Data records:
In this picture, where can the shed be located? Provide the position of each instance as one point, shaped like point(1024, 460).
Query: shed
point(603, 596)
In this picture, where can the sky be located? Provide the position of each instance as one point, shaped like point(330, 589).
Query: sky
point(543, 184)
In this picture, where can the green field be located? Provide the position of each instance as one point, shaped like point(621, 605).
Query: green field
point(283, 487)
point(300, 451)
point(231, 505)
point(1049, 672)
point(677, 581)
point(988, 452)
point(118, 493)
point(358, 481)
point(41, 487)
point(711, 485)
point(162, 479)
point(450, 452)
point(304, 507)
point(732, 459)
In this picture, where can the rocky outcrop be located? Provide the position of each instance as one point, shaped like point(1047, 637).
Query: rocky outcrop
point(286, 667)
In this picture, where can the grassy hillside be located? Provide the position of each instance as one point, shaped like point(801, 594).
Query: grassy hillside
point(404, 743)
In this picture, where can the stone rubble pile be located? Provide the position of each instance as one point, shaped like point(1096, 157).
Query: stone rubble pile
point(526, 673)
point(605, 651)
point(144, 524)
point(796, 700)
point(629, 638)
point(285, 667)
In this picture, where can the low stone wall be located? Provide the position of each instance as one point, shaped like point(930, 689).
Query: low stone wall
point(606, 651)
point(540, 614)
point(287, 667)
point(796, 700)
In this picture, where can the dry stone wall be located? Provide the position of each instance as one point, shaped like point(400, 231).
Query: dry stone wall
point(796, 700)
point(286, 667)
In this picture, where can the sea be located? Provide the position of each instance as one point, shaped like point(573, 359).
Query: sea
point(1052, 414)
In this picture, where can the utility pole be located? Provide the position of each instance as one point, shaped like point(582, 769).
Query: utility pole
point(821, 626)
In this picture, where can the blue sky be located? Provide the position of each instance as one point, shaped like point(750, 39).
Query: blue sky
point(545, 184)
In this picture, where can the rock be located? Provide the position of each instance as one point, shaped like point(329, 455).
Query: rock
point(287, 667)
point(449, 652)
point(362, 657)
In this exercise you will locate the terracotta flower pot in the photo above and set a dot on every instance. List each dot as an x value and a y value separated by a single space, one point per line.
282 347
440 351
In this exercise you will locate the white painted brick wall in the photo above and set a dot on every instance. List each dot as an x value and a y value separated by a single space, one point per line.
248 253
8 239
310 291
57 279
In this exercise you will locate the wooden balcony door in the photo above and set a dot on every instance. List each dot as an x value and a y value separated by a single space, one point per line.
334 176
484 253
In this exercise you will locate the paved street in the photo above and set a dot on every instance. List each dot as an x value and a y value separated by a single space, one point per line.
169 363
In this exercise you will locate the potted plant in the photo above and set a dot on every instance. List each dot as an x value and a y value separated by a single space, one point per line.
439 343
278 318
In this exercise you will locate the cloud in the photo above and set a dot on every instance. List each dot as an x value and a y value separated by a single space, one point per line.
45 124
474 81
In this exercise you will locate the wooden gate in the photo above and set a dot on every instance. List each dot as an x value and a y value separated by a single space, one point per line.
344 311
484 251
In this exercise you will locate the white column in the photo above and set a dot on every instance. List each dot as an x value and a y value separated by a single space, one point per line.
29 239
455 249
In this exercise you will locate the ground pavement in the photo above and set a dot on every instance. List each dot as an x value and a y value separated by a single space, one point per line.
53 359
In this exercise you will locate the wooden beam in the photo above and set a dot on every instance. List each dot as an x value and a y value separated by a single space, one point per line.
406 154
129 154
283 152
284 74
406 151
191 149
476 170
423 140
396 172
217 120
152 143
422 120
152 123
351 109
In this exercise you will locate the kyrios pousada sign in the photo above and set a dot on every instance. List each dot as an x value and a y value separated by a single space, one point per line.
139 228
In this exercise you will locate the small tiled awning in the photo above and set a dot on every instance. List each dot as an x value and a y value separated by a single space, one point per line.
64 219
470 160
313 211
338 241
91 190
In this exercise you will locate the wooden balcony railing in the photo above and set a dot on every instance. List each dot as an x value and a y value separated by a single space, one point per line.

Problem details: Your task is to restate, word for word, the lines from the beginning of the records to the line with "In this picture, where can the green", inclusive.

Output of the task:
In this picture, where can the shed be located? Provide the position of each instance as one point, shaped like point(1024, 460).
Query: shed
point(603, 596)
In this picture, where can the sky be located? Provide the position of each instance as one point, shaped like point(330, 589).
Query: sky
point(543, 184)
In this picture, where can the green field be located? Provide the position of each instance as one point, shaped like point(621, 605).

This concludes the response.